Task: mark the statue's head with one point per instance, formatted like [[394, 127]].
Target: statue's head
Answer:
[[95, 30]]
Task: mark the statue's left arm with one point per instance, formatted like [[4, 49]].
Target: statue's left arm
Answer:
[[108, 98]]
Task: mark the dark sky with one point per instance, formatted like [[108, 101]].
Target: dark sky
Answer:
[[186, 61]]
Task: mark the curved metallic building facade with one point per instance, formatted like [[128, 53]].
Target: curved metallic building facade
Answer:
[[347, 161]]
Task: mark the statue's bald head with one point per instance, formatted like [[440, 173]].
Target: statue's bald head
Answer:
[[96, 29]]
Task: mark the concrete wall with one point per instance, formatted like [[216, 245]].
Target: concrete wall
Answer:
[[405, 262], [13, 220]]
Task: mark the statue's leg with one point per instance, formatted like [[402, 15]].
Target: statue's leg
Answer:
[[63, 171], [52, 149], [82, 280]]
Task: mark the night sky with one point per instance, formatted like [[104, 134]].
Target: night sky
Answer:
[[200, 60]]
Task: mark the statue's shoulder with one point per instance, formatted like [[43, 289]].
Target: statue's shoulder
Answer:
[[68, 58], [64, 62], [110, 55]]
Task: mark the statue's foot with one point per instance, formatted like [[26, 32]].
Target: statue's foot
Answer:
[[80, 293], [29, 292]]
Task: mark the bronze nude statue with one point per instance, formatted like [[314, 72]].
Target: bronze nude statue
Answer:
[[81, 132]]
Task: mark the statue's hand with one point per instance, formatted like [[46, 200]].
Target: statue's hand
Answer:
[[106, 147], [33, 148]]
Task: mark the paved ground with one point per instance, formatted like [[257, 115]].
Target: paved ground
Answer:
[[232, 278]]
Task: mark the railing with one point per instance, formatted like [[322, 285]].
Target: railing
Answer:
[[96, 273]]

══════

» ASSIGNMENT:
Each line above must be printed exactly as it appears.

» PROBLEM SOLUTION:
Task: mark the statue's head with one point per instance, formatted like [[394, 127]].
Target: statue's head
Answer:
[[95, 30]]
Task: mark the statue's left arm with one point per instance, formatted like [[4, 49]].
Target: statue's left arm
Answer:
[[108, 98]]
Task: mark the dark sky with one point per instance, formatted like [[108, 101]].
Target: dark sky
Answer:
[[186, 61]]
Task: mark the curved metallic building facade with one point per instance, formatted like [[128, 53]].
Target: curved metallic building facade
Answer:
[[347, 161]]
Task: mark the statue's bald head with one point per instance, formatted like [[440, 173]].
Target: statue's bald head
Answer:
[[96, 29]]
Task: mark the concrete wall with one point per instance, formatted like [[216, 245]].
Target: concrete wall
Answer:
[[405, 262], [13, 220]]
Task: mark the statue's leg with one point per instance, formatted like [[402, 15]].
Target: statue's leg
Answer:
[[63, 171], [52, 149], [82, 280]]
Task: mark the night sky with one point per instance, formatted like [[104, 134]].
Target: night sky
Answer:
[[200, 60]]
Task: mark the statue's shoulder with one point per instance, formatted like [[43, 289]].
Target: statue's shoulder
Answer:
[[68, 58], [64, 62], [110, 55]]
Task: mark the statue's foot with one point per instance, formatted like [[26, 32]].
Target: statue's foot
Answer:
[[80, 293], [29, 292]]
Task: mark the bronze nude statue with one point per instance, formatted like [[314, 72]].
Target: bronze nude statue
Answer:
[[81, 132]]
Task: mark the statue's hand with one point per instance, formatted like [[46, 200]].
Target: statue's hand
Answer:
[[106, 147], [33, 148]]
Task: mark the paved ground with one point per instance, formatted like [[257, 115]].
Target: paved ground
Answer:
[[232, 278]]
Task: mark the railing with one point per instance, formatted like [[322, 285]].
Target: railing
Answer:
[[96, 273]]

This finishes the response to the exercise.